2007 STOCK OPTION PLAN
(Adjusted to reflect 3-for–1 stock split effective September 14, 2007)
      1. Purpose and Effective Date.
     (a)  Purpose . The Johnson Controls, Inc. 2007 Stock Option Plan has two complementary purposes: (i) to attract and retain outstanding individuals to serve as officers and employees and (ii) to increase shareholder value. This Plan will provide participants incentives to increase shareholder value by offering the opportunity to acquire shares of the Company’s common stock, or receive monetary payments based on the value of such common stock, on the potentially favorable terms that this Plan provides.
     (b)  Effective Date . This Plan became effective, and Awards granted under this Plan, on and after January 24, 2007 (the “Effective Date”). Upon the Effective Date, no new awards may be granted under the Johnson Controls, Inc. 2000 Stock Option Plan (the “2000 Stock Option Plan”).
      2. Definitions. Capitalized terms used in this Plan have the following meanings:
     (a) “Administrator” means the Committee. In addition, the Chief Executive Officer of the Company may act as the Administrator with respect to Awards made (or to be made) to employees who are not Section 16 Participants or Section 162(m) Participants at the time such authority or responsibility is exercised.
     (b) “Affiliate” means any entity that, directly or through one or more intermediaries, is controlled by, controls, or is under common control with the Company within the meaning of Code Sections 414(b) or (c), provided that, in applying such provisions, the phrase “at least 50 percent” shall be used in place of “at least 80 percent” each place it appears therein; and further provided that solely for purposes of Sections 2(e), 2(m), 2(r), 9 and 14(b), the phrase “at least 20 percent” shall be used in place of “at least 80 percent” each place it appears therein.
     (c) “Award” means a grant of Options and/or Stock Appreciation Rights.
     (d) “Board” means the Board of Directors of the Company.
     (e) “Cause” means: (1) if the Participant is subject to an employment agreement with the Company or an Affiliate that contains a definition of “cause”, such definition, or (2) otherwise, any of the following as determined by the Administrator: (A) violation of the provisions of any employment agreement, non-competition agreement, confidentiality agreement, or similar agreement with the Company or an Affiliate, or the Company’s or an Affiliate’s code of ethics, as then in effect, (B) conduct rising to the level of gross negligence or willful misconduct in the course of employment with the Company or an Affiliate, (C) commission of an act of dishonesty or disloyalty involving the Company or an Affiliate, (D) violation of any federal, state or local law in connection with the Participant’s employment, or (E) breach of any fiduciary duty to the Company or an Affiliate.

## [PROVIDED RECORDS]
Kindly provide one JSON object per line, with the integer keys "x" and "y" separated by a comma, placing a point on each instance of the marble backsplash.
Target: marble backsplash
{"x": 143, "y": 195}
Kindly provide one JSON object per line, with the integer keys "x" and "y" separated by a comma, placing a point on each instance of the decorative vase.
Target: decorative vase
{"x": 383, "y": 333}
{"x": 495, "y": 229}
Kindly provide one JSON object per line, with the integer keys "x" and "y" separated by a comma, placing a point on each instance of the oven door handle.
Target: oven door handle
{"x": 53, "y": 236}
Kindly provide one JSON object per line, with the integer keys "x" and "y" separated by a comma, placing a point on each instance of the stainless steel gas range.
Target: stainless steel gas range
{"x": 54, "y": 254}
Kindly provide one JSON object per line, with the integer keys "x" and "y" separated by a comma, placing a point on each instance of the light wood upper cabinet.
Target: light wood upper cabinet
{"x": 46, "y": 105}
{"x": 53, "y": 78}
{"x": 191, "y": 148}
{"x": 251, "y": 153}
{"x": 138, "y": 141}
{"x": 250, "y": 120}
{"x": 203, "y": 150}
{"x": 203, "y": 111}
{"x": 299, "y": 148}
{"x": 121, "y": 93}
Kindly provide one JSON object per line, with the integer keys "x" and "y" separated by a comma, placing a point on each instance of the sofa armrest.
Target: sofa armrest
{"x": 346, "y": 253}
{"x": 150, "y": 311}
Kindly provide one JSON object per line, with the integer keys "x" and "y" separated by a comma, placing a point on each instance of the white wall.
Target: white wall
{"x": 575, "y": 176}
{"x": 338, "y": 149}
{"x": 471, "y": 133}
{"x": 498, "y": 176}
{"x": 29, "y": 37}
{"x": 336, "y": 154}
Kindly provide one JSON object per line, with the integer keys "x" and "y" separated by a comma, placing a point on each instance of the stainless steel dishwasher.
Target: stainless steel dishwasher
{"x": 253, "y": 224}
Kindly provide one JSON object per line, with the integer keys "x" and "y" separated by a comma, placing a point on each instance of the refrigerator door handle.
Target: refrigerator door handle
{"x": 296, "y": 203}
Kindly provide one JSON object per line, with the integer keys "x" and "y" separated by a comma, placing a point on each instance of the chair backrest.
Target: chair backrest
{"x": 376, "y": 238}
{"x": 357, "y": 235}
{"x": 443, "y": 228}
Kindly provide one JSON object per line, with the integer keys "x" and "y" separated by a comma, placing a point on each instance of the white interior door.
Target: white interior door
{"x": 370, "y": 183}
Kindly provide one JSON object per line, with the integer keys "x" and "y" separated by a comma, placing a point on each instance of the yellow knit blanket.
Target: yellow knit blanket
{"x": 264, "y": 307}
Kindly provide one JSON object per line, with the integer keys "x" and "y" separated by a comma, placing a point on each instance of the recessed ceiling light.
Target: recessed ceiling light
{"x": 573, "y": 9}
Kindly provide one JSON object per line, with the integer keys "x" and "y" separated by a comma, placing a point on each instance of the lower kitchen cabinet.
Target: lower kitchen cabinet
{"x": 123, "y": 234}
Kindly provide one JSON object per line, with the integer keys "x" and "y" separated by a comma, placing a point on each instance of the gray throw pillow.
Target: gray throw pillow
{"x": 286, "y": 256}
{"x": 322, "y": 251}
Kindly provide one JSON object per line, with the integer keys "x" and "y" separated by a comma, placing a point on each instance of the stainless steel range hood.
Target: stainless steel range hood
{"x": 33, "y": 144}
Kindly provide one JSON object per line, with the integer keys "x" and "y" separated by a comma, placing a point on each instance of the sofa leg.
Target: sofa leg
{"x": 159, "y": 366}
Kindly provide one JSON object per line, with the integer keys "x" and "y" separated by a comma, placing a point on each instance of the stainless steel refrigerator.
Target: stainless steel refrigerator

## [SET TASKS]
- A) Do the following statements agree with the stock option plan? Answer yes or no for each and quote the deciding words. (i) The plan took effect on January 24, 2007. (ii) "Board" refers to the Board of Directors of an Affiliate. (iii) An Award can be a grant of Stock Appreciation Rights.
- B) From the stock option plan, restate word for word the passage starting with "1. Purpose and Effective" and going on through "this Plan provides.".

## [SOLUTION SET]
- A)
(i) Yes: "This Plan became effective, and Awards granted under this Plan, on and after January 24, 2007"
(ii) No: "“Board” means the Board of Directors of the Company."
(iii) Yes: "“Award” means a grant of Options and/or Stock Appreciation Rights."

- B)
1. Purpose and Effective Date.
     (a)  Purpose . The Johnson Controls, Inc. 2007 Stock Option Plan has two complementary purposes: (i) to attract and retain outstanding individuals to serve as officers and employees and (ii) to increase shareholder value. This Plan will provide participants incentives to increase shareholder value by offering the opportunity to acquire shares of the Company’s common stock, or receive monetary payments based on the value of such common stock, on the potentially favorable terms that this Plan provides.